# TRABAJO REQUERIDO
Extrae íntegro y sin ninguna modificación el texto sobre las bajas en la batalla de Normandía.

La ferocidad de los combates en el noroeste de Francia es incuestionable. Y a pesar de los irónicos comentarios de la propaganda soviética, la batalla de Normandía fue sin duda comparable a la librada en el frente oriental. Durante los tres meses de aquel verano, la Wehrmacht sufrió casi 240 000 bajas y perdió a otros 200 000 hombres que cayeron en manos de los aliados. El XXI Grupo de Ejército de británicos, canadienses y polacos tuvo 83 045 bajas, y los americanos, 125 847. Además, las fuerzas aéreas aliadas perdieron a 16 714 hombres entre muertos y desaparecidos.

# EXTRACTOS DE FILAS
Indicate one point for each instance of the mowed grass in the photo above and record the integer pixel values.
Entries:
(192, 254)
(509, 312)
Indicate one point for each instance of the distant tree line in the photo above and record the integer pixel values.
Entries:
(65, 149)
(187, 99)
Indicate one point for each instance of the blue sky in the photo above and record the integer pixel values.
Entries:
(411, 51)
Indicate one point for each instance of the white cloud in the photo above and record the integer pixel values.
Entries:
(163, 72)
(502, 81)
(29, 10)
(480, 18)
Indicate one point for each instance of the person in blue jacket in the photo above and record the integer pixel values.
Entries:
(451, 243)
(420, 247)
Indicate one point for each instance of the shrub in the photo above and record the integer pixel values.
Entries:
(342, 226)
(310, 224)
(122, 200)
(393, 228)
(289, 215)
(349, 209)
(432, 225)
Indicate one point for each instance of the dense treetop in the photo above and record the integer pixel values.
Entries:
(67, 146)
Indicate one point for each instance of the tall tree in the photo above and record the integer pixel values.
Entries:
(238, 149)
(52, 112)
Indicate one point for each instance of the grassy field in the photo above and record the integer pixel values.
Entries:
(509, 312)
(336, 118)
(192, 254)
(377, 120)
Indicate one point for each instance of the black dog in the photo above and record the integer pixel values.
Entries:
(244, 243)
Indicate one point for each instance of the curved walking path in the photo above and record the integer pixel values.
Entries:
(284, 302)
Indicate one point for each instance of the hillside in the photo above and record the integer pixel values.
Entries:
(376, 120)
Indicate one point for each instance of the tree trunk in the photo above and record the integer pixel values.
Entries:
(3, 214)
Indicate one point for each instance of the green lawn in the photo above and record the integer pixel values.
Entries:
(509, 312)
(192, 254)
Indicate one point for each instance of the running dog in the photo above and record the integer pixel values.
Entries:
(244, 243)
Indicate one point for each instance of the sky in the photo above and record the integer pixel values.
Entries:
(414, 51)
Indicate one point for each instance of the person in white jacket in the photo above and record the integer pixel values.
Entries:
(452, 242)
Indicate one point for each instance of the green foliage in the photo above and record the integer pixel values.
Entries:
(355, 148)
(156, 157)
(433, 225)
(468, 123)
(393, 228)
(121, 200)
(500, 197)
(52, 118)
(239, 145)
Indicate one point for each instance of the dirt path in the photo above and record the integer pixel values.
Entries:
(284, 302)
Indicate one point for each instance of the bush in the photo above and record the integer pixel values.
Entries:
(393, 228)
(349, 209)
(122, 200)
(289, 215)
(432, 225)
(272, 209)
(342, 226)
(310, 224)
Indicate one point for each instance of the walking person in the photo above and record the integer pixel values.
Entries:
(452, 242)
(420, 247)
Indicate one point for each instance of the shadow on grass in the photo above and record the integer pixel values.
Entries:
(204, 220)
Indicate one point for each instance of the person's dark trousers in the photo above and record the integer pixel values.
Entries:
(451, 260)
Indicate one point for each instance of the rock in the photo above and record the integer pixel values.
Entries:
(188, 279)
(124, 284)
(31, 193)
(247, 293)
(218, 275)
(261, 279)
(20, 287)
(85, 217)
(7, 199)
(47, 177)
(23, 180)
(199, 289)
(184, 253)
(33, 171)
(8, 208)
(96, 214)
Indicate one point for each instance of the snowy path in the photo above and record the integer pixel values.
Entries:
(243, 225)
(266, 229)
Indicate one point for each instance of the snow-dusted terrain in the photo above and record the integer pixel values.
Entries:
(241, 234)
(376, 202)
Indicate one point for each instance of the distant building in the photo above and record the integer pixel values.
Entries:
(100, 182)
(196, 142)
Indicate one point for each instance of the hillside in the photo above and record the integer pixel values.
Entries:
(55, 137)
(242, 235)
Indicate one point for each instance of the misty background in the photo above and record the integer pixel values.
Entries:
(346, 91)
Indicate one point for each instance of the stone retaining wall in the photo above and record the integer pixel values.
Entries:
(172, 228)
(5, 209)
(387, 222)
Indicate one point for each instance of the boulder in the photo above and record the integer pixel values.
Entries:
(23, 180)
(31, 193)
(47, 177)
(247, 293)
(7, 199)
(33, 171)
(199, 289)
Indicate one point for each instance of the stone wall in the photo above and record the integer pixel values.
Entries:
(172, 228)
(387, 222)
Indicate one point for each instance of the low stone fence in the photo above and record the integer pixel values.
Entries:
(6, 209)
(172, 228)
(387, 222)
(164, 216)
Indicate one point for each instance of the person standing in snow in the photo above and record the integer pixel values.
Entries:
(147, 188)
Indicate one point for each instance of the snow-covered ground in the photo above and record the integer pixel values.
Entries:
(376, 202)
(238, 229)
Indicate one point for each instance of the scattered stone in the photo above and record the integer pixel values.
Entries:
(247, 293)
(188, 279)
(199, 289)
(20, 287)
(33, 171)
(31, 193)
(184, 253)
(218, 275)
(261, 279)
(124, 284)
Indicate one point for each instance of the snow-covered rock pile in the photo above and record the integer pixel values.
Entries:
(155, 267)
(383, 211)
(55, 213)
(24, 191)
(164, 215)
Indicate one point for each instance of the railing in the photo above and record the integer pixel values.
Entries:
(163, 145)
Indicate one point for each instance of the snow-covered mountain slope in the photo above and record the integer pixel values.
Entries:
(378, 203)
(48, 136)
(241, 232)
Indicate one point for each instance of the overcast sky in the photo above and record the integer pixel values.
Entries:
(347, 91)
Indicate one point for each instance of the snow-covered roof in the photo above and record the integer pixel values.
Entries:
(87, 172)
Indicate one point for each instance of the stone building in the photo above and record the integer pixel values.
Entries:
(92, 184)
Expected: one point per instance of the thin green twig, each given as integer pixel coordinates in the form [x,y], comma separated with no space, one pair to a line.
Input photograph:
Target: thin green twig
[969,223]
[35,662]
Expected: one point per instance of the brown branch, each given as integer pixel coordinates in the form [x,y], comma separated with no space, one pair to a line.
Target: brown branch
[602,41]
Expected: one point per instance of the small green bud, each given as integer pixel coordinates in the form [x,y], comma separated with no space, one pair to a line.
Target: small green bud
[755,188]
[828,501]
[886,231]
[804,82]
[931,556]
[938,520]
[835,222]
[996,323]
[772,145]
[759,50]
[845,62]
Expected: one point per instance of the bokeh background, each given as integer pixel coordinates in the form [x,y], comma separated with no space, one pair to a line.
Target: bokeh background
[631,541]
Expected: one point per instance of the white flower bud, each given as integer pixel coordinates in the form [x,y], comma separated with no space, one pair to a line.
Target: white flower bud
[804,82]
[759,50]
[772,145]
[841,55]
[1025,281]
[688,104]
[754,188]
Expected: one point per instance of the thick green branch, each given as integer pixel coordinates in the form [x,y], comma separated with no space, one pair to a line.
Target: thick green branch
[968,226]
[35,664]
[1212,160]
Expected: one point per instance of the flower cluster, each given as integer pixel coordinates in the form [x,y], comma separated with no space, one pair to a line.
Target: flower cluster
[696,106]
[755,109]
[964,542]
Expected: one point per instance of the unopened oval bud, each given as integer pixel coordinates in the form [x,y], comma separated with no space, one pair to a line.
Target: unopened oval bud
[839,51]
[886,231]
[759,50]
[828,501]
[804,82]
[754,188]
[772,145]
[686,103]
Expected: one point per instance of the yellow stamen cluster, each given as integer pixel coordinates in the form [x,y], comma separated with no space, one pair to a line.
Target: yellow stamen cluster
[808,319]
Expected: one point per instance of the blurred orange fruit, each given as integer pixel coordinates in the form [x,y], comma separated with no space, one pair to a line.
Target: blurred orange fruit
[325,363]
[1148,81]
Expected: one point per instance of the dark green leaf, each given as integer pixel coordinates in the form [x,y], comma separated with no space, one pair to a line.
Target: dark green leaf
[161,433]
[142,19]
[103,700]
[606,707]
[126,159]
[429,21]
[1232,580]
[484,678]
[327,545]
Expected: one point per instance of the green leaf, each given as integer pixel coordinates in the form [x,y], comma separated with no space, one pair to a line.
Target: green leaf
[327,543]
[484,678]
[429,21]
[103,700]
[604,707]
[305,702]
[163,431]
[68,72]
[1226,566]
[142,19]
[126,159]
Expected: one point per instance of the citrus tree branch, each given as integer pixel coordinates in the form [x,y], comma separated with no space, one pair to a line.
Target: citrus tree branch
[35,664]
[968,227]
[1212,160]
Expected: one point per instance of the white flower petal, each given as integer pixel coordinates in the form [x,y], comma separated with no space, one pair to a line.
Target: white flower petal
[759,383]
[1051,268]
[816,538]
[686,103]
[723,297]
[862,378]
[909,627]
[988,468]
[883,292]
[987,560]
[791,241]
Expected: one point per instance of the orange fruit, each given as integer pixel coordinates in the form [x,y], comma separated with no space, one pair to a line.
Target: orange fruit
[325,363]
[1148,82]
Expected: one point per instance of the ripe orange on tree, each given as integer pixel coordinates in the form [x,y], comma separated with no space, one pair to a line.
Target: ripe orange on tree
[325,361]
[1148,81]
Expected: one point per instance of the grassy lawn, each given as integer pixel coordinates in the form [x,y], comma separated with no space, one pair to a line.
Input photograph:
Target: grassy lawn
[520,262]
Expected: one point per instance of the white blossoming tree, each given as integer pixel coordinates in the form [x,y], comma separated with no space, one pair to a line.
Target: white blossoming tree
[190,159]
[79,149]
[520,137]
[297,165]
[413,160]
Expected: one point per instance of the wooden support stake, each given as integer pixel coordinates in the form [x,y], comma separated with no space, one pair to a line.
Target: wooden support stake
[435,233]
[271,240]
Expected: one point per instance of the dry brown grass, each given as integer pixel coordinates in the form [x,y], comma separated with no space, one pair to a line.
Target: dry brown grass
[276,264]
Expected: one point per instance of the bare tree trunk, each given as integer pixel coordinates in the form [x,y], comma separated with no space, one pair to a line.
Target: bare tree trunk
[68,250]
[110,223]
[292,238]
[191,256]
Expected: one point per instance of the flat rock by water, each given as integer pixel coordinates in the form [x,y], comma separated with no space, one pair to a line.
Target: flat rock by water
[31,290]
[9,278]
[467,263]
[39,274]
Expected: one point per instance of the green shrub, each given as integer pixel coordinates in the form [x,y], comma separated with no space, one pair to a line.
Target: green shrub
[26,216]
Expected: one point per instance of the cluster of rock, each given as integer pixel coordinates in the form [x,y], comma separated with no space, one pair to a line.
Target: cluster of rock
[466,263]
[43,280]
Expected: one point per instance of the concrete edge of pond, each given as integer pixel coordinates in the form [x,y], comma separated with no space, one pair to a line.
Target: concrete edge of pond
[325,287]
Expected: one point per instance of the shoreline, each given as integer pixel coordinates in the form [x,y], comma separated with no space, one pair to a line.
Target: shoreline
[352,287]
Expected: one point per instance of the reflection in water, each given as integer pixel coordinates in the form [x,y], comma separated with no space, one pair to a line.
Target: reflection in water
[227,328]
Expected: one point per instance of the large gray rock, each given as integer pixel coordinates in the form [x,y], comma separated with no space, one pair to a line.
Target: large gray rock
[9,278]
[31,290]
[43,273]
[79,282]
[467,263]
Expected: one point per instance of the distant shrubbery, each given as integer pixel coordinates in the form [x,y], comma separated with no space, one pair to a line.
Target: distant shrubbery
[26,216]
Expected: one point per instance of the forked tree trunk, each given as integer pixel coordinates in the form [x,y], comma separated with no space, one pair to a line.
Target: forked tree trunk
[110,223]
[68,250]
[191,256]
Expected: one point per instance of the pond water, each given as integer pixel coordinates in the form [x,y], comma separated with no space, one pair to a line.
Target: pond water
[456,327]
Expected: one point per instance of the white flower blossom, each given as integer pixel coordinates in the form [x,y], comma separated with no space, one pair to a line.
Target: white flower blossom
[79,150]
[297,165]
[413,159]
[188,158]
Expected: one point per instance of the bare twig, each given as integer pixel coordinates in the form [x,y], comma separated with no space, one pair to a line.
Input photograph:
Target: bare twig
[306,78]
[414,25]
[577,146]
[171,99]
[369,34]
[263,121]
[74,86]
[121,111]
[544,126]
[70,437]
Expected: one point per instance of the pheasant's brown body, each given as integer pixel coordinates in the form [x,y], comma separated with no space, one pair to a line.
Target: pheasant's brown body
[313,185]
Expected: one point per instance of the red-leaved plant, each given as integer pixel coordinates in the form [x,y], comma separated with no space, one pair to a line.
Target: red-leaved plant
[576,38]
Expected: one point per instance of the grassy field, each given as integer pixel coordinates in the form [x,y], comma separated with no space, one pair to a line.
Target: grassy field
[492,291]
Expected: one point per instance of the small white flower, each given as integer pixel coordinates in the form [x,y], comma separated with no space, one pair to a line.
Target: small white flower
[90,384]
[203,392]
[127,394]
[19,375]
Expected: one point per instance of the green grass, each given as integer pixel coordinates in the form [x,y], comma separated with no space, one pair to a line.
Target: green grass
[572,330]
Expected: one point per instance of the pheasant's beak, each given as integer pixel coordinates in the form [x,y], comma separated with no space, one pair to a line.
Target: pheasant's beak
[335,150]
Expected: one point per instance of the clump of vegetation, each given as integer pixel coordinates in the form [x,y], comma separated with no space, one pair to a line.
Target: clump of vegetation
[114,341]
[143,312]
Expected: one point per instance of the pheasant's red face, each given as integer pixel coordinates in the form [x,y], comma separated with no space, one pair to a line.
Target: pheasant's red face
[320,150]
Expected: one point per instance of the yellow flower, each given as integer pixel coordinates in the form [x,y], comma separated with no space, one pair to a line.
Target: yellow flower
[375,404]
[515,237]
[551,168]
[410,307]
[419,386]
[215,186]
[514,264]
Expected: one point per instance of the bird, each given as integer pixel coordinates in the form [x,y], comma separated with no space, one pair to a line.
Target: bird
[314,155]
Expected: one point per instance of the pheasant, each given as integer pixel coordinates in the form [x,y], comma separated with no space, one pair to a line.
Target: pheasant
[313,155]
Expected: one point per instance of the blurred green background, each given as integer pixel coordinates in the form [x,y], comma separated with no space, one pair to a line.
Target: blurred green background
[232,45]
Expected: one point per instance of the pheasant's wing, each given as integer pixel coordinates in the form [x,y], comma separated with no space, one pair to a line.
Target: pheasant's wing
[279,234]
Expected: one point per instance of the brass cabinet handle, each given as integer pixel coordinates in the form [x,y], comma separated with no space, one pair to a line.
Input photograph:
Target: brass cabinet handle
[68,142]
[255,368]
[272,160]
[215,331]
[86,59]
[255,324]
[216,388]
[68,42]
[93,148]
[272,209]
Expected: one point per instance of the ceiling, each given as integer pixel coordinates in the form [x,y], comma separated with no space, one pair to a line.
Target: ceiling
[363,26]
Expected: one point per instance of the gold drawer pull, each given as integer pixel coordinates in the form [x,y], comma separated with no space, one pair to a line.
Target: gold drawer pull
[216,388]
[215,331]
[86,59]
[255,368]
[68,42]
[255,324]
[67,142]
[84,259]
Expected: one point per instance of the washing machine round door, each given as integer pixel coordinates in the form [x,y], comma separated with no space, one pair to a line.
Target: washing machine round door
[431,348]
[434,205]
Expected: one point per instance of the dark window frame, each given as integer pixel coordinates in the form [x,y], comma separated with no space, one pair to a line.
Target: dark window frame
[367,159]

# RESULTADO DE LA TAREA
La ferocidad de los combates en el noroeste de Francia es incuestionable. Y a pesar de los irónicos comentarios de la propaganda soviética, la batalla de Normandía fue sin duda comparable a la librada en el frente oriental. Durante los tres meses de aquel verano, la Wehrmacht sufrió casi 240 000 bajas y perdió a otros 200 000 hombres que cayeron en manos de los aliados. El XXI Grupo de Ejército de británicos, canadienses y polacos tuvo 83 045 bajas, y los americanos, 125 847. Además, las fuerzas aéreas aliadas perdieron a 16 714 hombres entre muertos y desaparecidos.